#### DIRECTIONS
Below is a set of records; restate each one word for word.

== DATA FOR ANALYSIS

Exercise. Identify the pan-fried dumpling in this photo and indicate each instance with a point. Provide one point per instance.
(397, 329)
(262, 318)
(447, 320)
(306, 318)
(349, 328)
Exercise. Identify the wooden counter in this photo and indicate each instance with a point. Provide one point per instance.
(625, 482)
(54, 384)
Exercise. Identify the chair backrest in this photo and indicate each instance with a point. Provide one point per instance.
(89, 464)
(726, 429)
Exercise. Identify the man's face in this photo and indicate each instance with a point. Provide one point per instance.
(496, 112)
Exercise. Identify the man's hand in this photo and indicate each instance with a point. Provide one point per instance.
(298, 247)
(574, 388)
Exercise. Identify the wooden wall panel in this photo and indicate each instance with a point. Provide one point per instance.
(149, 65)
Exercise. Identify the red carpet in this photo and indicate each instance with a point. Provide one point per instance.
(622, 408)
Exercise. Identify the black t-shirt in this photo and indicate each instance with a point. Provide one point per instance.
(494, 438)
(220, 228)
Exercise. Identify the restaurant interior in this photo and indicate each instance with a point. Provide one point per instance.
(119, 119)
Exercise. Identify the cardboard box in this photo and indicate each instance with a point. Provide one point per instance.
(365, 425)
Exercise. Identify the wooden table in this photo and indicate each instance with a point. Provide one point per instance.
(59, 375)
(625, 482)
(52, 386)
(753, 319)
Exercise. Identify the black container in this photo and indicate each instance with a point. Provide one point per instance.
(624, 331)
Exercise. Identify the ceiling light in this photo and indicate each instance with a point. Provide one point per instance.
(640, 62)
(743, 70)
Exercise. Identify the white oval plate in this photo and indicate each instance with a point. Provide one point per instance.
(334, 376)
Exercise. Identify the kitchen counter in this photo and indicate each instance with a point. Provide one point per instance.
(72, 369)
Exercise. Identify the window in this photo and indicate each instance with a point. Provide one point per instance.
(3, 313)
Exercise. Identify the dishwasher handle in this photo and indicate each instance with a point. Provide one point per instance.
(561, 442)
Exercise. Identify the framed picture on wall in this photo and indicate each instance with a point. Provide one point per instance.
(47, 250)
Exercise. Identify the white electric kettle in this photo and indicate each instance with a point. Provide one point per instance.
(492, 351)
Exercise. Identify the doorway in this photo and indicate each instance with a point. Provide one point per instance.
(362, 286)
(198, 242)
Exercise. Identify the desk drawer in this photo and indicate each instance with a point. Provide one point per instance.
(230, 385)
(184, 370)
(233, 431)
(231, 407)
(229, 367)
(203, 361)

====

#### RESPONSE
Exercise. Identify the pan-fried dumpling in this photo and indicate each instance with a point. Provide one point per instance.
(397, 329)
(262, 318)
(447, 320)
(306, 318)
(349, 328)
Exercise. Identify the wooden counter in this photo and indicate each instance with a point. Provide one point per instance.
(625, 482)
(54, 384)
Exercise. Identify the chair backrest in this photo and indicate each instance with a point. Provide one point per instance.
(89, 464)
(726, 429)
Exercise. Identify the man's face in this photo and indicate each instance with a point. Provide one point per instance.
(496, 112)
Exercise. Identify the man's hand in this photo and indicate each instance with a point. Provide one point per instance.
(298, 247)
(574, 388)
Exercise. Identify the wooden wall panel in this photo and indicate each instance with a point. Provide one point per instance.
(149, 65)
Exercise. Identify the red carpet in this photo and indicate each instance with a point. Provide one point per instance.
(622, 408)
Exercise. Identify the black t-shirt in this photo and indicate each instance with a point. Provide one point per instance.
(494, 438)
(220, 228)
Exercise. Identify the restaurant interior in this photo and indicate each instance with a point. Provide one point per instance.
(119, 119)
Exercise. Identify the cardboard box in this photo and indicate each instance with a point. Provide one point per instance.
(365, 425)
Exercise. Identify the wooden table in this photo and indicate each instance with a point. Provide one point per instance.
(59, 375)
(625, 482)
(52, 386)
(753, 319)
Exercise. Identify the black container in this photo and indicate each instance with a point. Provide one point per instance.
(624, 331)
Exercise. Identify the ceiling light in this photo and indicate each instance with a point. Provide one point per instance.
(640, 62)
(743, 70)
Exercise. Identify the white oval plate in this photo and indicate each instance with a point. Provide one point per instance.
(334, 376)
Exercise. Identify the kitchen counter in this photo and indicate each instance with a point. Provide one point per instance.
(72, 369)
Exercise. Identify the window in this photo and indicate each instance with a point. Provide one point per instance.
(3, 313)
Exercise. Identify the dishwasher handle in this photo and indicate each instance with a point. Provide one point per instance.
(561, 442)
Exercise. Identify the framed picture on wall in this photo and indicate each instance with a point. Provide one point per instance.
(47, 250)
Exercise. Identify the white electric kettle in this photo and indicate each instance with a point. Provide one point per instance.
(492, 351)
Exercise. Identify the doorway in this photo and indicate each instance with a point. Provide one point per instance.
(362, 286)
(198, 242)
Exercise. Identify the desk drawer in this photo and indicate each instance with a point. Provide one point per instance.
(230, 385)
(184, 370)
(233, 431)
(231, 407)
(229, 367)
(203, 361)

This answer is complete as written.